§ Written problem: Type out the excerpt below on supplemental pay and the BLS data, word for word, including its closing heading.

Finally, the Department purportedly bases its proposed revision on Bureau of Labor Statistics (“BLS”) data indicating that supplemental pay currently makes up only a small percentage of total employee compensation paid by U.S. employers, but contains no mechanism for adjustment if those statistics change. The Department could, for example, have provided that this revised interpretation shall only be applicable when the BLS data that purportedly supported this modified interpretation continue to do so; i.e., only when those percentages of supplemental pay to total compensation in the BLS statistics are equal or less than the current percentages, and only when current average or median total compensation is at or above present. It did not do so. The interpretation, if adopted, would therefore remain effective even when those percentages prove exactly that which the Department does not “believe” will happen: increased shifting of compensation to non-guaranteed supplemental pay, and reduction of overall wages paid.
D. The 2019 NPRM Ignores Prior Statements of Intention from Congressional Committees.

§ Data extract:
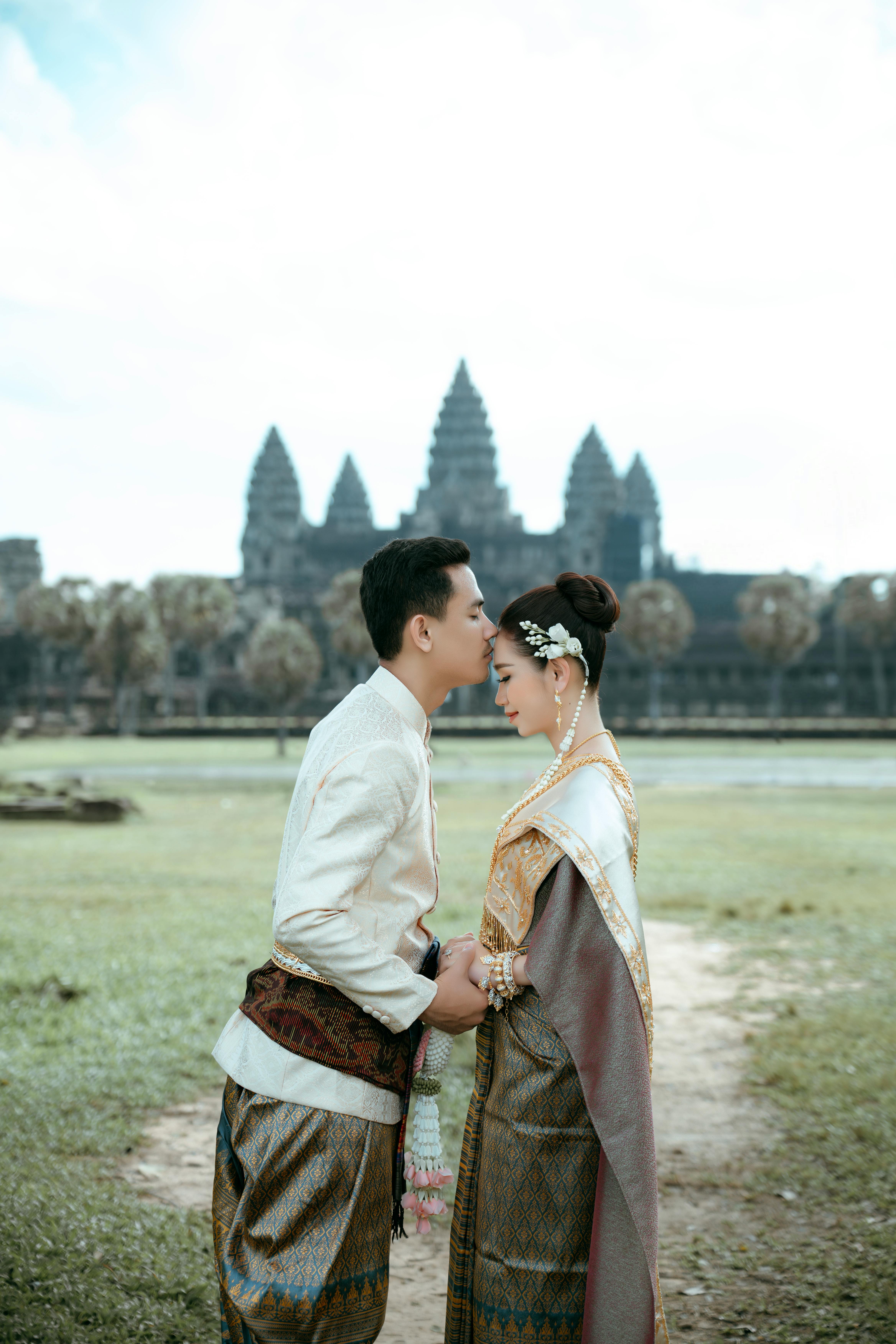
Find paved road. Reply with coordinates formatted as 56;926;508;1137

§ Answer to the task:
Finally, the Department purportedly bases its proposed revision on Bureau of Labor Statistics (“BLS”) data indicating that supplemental pay currently makes up only a small percentage of total employee compensation paid by U.S. employers, but contains no mechanism for adjustment if those statistics change. The Department could, for example, have provided that this revised interpretation shall only be applicable when the BLS data that purportedly supported this modified interpretation continue to do so; i.e., only when those percentages of supplemental pay to total compensation in the BLS statistics are equal or less than the current percentages, and only when current average or median total compensation is at or above present. It did not do so. The interpretation, if adopted, would therefore remain effective even when those percentages prove exactly that which the Department does not “believe” will happen: increased shifting of compensation to non-guaranteed supplemental pay, and reduction of overall wages paid.
D. The 2019 NPRM Ignores Prior Statements of Intention from Congressional Committees.